*WHAT IS BEING ASKED:*
From the entries below, pick out every line that contains the word "outstretched" and copy those lines.

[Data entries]

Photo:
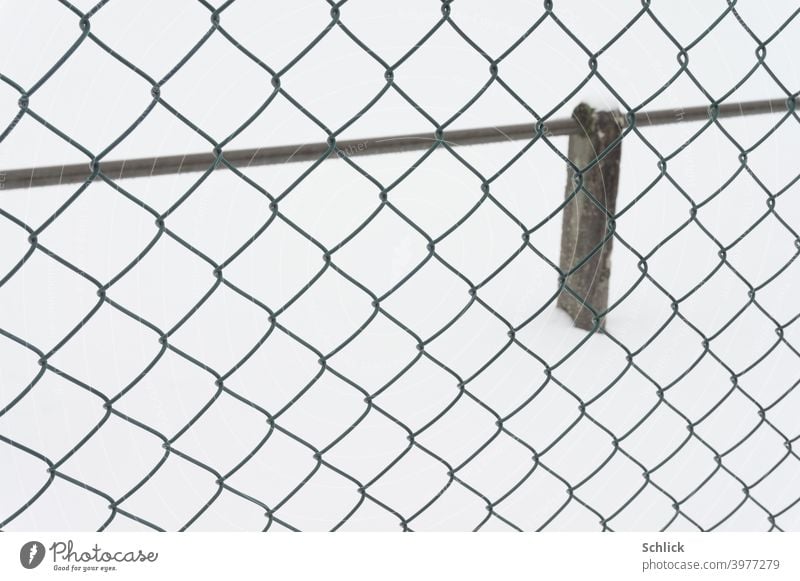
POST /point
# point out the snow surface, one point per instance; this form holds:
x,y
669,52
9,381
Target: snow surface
x,y
94,99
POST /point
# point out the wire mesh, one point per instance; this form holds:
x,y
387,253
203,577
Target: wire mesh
x,y
460,384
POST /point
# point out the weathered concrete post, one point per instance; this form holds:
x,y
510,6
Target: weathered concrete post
x,y
585,225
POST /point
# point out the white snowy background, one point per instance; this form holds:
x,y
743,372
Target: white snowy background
x,y
93,99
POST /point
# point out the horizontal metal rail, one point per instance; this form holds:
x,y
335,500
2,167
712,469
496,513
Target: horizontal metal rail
x,y
196,162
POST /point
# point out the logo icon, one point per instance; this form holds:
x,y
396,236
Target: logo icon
x,y
31,554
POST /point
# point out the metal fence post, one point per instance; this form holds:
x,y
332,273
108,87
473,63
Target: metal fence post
x,y
585,235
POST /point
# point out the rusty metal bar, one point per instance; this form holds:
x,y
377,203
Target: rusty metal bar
x,y
174,164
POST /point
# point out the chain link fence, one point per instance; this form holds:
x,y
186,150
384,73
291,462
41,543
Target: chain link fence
x,y
522,452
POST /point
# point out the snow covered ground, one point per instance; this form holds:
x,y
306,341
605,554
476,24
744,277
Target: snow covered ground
x,y
497,439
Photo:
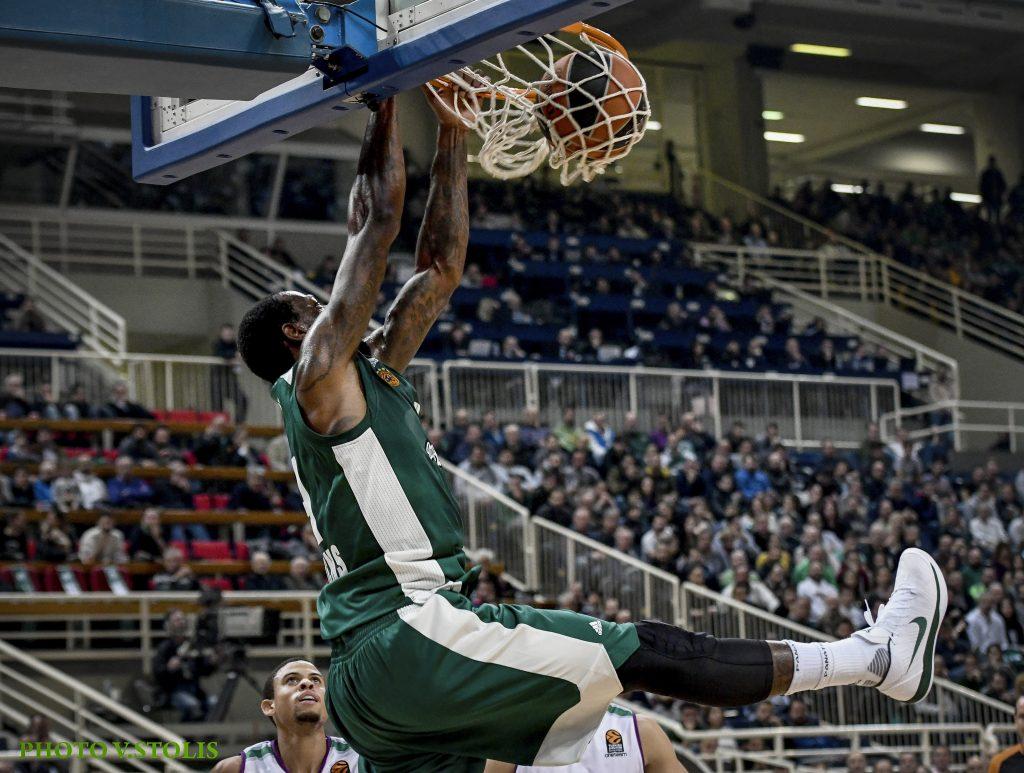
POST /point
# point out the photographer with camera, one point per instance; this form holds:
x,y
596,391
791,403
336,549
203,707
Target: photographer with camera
x,y
178,666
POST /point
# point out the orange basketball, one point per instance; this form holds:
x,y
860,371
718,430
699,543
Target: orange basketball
x,y
591,102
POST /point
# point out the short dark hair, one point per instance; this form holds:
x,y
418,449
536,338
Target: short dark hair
x,y
267,693
260,340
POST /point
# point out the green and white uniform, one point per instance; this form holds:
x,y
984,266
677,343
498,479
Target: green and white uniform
x,y
419,679
265,758
614,748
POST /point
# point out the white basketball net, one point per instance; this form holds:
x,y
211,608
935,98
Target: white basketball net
x,y
506,108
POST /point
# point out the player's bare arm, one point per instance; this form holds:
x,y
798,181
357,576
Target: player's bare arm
x,y
327,382
228,765
658,756
440,249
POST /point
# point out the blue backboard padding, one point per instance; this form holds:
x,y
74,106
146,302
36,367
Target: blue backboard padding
x,y
406,66
226,31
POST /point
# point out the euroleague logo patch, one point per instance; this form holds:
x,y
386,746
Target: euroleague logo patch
x,y
387,377
613,740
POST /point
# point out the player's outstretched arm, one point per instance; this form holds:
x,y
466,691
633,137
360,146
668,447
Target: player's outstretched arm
x,y
228,765
326,368
658,756
440,249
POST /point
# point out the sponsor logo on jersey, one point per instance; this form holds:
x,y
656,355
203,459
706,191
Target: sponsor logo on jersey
x,y
613,741
387,377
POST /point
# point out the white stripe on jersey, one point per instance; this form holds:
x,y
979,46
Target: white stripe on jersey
x,y
615,747
265,758
390,517
584,663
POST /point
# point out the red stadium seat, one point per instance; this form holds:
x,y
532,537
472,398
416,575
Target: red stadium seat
x,y
211,550
208,416
97,580
47,581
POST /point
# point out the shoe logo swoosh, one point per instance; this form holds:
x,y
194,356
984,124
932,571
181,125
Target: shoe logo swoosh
x,y
922,625
928,673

*ANSWER TO THE EXERCISE:*
# point out the player's outstretched arm, one point per instance; this form holds:
Target: player's outstretched arm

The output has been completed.